Object location annotation data:
--------
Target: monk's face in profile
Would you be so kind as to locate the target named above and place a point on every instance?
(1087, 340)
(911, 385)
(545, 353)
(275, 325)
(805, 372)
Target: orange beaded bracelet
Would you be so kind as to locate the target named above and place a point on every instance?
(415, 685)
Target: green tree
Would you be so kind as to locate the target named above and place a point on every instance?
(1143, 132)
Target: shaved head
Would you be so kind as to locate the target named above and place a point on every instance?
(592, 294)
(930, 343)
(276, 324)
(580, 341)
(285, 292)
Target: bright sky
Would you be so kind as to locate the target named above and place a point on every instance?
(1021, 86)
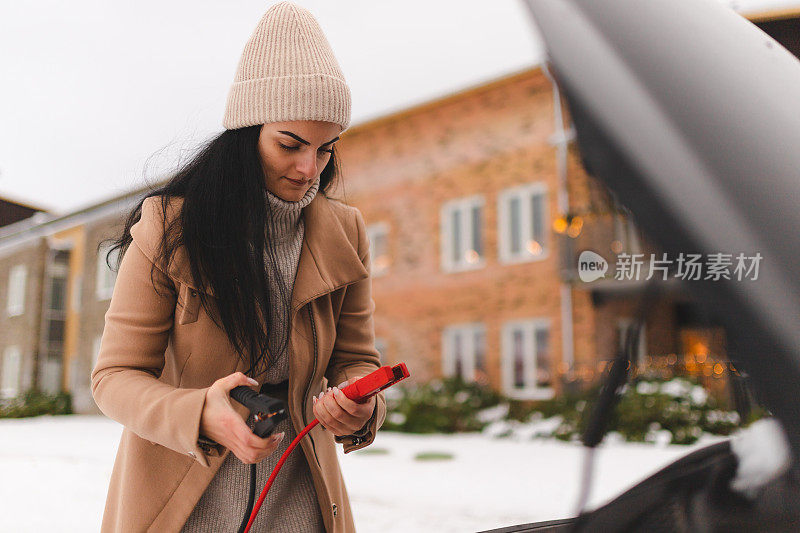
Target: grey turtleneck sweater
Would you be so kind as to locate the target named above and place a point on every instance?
(291, 504)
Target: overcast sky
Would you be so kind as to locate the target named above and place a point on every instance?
(96, 96)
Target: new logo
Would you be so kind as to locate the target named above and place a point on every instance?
(591, 266)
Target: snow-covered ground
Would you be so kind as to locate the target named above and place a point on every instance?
(54, 474)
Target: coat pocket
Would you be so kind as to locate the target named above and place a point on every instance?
(187, 306)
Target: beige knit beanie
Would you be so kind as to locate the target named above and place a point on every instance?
(287, 72)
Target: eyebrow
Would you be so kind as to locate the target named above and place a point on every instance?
(300, 139)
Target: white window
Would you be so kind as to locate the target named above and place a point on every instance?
(462, 234)
(626, 235)
(16, 290)
(464, 347)
(640, 353)
(380, 345)
(96, 350)
(105, 276)
(522, 218)
(527, 359)
(378, 235)
(12, 365)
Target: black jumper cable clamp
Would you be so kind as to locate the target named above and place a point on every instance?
(267, 412)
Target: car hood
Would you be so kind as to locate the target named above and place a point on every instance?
(691, 115)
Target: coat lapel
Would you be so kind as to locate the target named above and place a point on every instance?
(328, 259)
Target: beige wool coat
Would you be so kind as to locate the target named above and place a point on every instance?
(160, 352)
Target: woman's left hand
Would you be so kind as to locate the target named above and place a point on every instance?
(338, 413)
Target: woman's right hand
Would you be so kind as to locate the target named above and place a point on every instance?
(219, 421)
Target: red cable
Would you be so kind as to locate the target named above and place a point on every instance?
(275, 471)
(360, 391)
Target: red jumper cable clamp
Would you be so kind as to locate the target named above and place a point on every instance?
(360, 391)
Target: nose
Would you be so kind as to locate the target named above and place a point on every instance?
(307, 165)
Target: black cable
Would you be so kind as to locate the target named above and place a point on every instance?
(609, 396)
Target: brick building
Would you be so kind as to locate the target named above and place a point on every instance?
(477, 207)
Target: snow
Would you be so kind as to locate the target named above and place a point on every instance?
(63, 464)
(763, 452)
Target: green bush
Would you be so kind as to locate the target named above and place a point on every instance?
(440, 406)
(36, 403)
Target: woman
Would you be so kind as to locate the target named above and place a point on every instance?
(240, 271)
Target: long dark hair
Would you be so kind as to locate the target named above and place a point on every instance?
(222, 227)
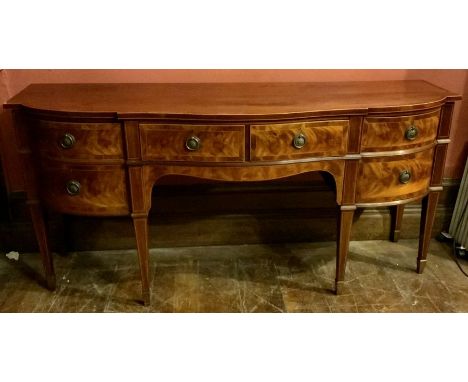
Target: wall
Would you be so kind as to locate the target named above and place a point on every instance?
(13, 81)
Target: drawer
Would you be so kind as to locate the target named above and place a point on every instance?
(399, 133)
(79, 142)
(298, 140)
(386, 179)
(85, 190)
(205, 143)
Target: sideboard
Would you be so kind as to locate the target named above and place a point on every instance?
(99, 149)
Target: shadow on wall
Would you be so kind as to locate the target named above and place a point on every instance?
(456, 81)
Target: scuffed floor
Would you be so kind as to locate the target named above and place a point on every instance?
(380, 277)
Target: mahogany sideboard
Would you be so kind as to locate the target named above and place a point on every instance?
(98, 149)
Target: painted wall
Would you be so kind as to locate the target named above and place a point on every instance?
(12, 81)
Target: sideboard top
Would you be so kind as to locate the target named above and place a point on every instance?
(248, 100)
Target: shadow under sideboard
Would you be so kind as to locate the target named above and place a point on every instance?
(208, 213)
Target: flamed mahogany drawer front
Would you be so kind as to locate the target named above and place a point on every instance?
(298, 140)
(85, 190)
(399, 133)
(394, 178)
(210, 143)
(79, 141)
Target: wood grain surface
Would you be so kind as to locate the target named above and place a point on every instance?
(388, 133)
(218, 143)
(378, 178)
(274, 141)
(243, 100)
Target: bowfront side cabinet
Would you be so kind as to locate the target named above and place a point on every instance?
(98, 149)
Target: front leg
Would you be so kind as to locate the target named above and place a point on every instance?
(40, 231)
(345, 223)
(140, 223)
(429, 204)
(397, 217)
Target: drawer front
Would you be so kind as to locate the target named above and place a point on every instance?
(399, 133)
(298, 140)
(85, 190)
(79, 142)
(394, 178)
(206, 143)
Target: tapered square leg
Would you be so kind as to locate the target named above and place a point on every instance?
(44, 250)
(429, 204)
(345, 222)
(397, 217)
(141, 234)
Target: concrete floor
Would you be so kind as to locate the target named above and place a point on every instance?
(380, 277)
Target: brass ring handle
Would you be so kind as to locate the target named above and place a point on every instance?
(73, 187)
(193, 143)
(405, 176)
(411, 133)
(67, 141)
(299, 141)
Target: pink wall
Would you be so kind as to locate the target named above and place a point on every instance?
(13, 81)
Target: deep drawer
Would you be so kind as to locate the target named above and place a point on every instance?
(85, 190)
(399, 133)
(298, 140)
(386, 179)
(78, 142)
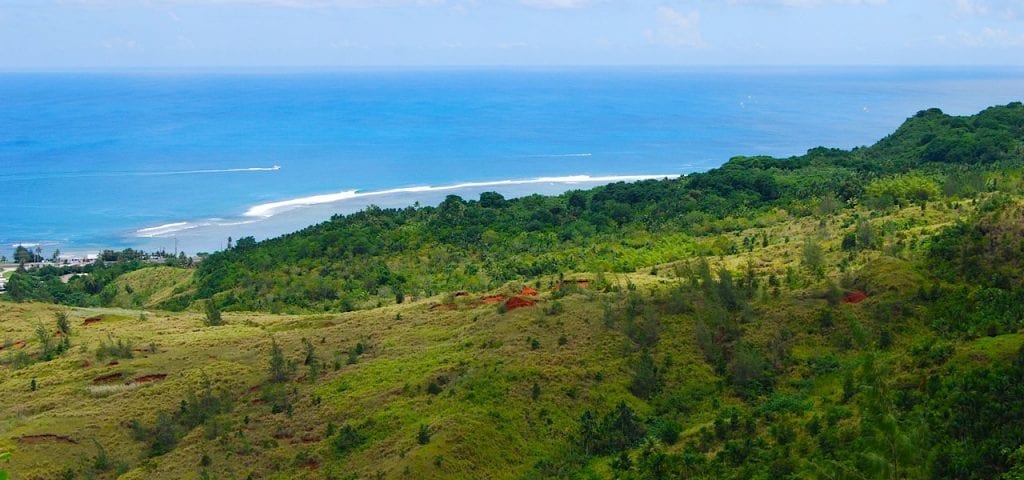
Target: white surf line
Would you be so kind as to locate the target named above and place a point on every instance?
(558, 156)
(226, 170)
(269, 209)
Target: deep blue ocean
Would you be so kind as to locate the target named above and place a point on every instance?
(94, 160)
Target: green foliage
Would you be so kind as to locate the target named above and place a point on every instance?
(4, 457)
(423, 435)
(353, 260)
(646, 378)
(114, 348)
(212, 317)
(346, 440)
(280, 367)
(64, 324)
(617, 430)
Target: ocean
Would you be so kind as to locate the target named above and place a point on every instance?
(156, 159)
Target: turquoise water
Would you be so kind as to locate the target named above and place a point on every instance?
(102, 160)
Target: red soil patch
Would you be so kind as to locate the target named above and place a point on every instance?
(493, 299)
(150, 378)
(46, 438)
(519, 302)
(855, 297)
(108, 379)
(18, 344)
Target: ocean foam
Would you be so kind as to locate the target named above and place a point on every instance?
(164, 229)
(273, 208)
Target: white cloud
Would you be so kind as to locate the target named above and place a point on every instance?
(1009, 9)
(808, 3)
(676, 29)
(285, 3)
(557, 3)
(990, 37)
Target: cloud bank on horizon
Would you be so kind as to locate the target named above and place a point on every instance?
(125, 34)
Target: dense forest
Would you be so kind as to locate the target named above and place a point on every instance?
(355, 260)
(840, 314)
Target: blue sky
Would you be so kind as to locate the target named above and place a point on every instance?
(126, 34)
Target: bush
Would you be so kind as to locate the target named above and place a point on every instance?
(119, 348)
(423, 436)
(213, 317)
(347, 439)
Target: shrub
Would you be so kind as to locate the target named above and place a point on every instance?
(423, 436)
(64, 325)
(213, 317)
(347, 439)
(119, 348)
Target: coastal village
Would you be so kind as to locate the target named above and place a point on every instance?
(29, 259)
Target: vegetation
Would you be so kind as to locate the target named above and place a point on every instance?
(840, 314)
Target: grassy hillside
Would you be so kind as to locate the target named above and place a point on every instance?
(148, 288)
(762, 387)
(733, 324)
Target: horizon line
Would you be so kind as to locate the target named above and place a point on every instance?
(483, 67)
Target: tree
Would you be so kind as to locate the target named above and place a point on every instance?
(213, 314)
(588, 432)
(865, 234)
(24, 255)
(423, 436)
(45, 342)
(62, 323)
(646, 378)
(279, 365)
(4, 457)
(813, 257)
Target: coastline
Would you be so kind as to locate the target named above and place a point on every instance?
(275, 218)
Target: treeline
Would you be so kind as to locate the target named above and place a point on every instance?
(382, 255)
(87, 285)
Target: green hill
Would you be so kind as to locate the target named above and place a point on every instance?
(842, 314)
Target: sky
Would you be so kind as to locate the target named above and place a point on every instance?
(153, 34)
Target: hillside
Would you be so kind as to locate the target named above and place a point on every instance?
(712, 333)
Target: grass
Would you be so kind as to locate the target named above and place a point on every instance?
(482, 423)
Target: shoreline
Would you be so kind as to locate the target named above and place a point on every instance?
(350, 201)
(270, 219)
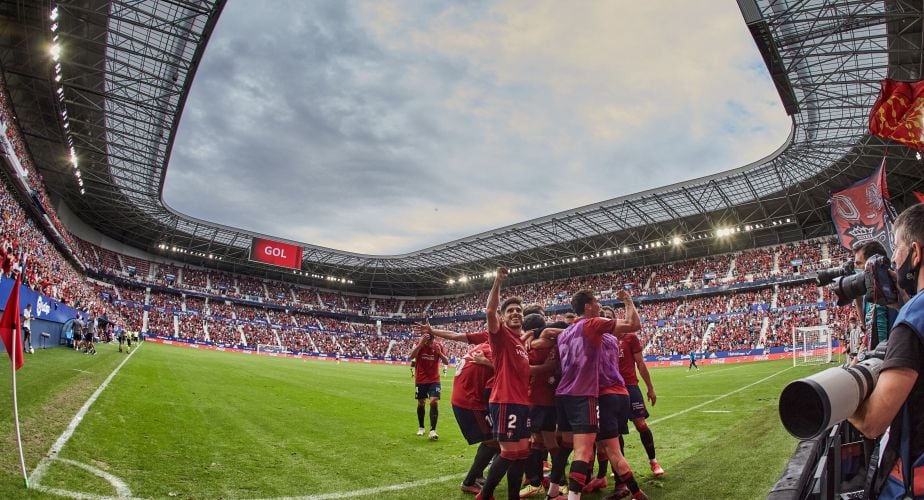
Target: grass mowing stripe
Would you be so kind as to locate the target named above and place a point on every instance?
(752, 384)
(43, 465)
(375, 491)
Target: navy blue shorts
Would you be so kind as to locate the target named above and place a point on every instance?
(614, 416)
(542, 418)
(510, 421)
(637, 407)
(424, 391)
(474, 424)
(579, 414)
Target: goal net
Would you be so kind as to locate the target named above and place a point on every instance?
(811, 345)
(271, 349)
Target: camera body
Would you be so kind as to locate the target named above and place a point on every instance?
(873, 282)
(827, 276)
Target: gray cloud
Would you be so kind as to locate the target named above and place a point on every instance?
(388, 127)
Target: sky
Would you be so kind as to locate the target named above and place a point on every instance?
(385, 128)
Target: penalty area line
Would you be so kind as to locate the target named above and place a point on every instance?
(52, 454)
(736, 391)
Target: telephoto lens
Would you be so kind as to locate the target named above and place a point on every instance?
(812, 405)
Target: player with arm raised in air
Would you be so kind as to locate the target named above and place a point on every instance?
(580, 349)
(630, 359)
(509, 402)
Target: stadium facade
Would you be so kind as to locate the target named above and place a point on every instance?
(116, 99)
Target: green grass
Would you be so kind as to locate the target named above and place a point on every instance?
(187, 423)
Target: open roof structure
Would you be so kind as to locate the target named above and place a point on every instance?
(129, 67)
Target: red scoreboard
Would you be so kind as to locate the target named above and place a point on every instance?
(276, 253)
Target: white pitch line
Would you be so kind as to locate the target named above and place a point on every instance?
(681, 412)
(52, 454)
(374, 491)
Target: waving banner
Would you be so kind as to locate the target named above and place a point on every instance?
(898, 113)
(864, 212)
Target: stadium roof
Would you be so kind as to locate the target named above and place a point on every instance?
(129, 66)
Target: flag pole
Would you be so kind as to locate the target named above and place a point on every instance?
(17, 337)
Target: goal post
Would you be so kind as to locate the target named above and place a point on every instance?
(811, 345)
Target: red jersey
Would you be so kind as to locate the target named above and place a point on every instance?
(541, 393)
(428, 364)
(511, 368)
(629, 344)
(471, 379)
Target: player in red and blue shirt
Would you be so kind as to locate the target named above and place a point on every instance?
(509, 402)
(428, 355)
(470, 399)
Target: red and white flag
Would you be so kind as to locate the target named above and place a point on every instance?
(11, 325)
(864, 211)
(899, 113)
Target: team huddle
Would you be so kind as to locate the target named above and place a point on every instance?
(528, 390)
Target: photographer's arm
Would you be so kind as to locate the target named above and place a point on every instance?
(876, 413)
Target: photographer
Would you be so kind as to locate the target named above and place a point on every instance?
(877, 319)
(898, 398)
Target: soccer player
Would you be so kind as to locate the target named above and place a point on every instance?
(470, 398)
(692, 361)
(614, 418)
(630, 359)
(543, 360)
(509, 402)
(580, 351)
(428, 355)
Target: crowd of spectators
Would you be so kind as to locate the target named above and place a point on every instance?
(251, 287)
(727, 321)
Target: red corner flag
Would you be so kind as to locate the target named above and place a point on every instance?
(10, 325)
(898, 112)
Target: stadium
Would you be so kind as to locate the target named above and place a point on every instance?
(264, 378)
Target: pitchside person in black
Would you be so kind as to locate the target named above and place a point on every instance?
(897, 401)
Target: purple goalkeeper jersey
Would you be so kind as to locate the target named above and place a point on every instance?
(579, 349)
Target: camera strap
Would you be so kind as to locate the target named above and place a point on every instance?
(905, 451)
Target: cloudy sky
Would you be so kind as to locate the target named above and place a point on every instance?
(388, 127)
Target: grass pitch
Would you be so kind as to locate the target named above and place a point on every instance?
(176, 422)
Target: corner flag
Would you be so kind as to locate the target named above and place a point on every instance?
(11, 325)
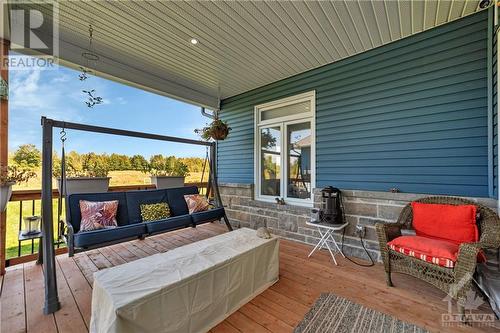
--------
• [REQUEST]: Locate each line in the rows above that contains the string "sideboard", treating uppercase and lowercase as different, and copy every such line.

• [PROBLEM SOLUTION]:
Target: sideboard
Target: mahogany sideboard
Target: sideboard top
Target: shadow under sideboard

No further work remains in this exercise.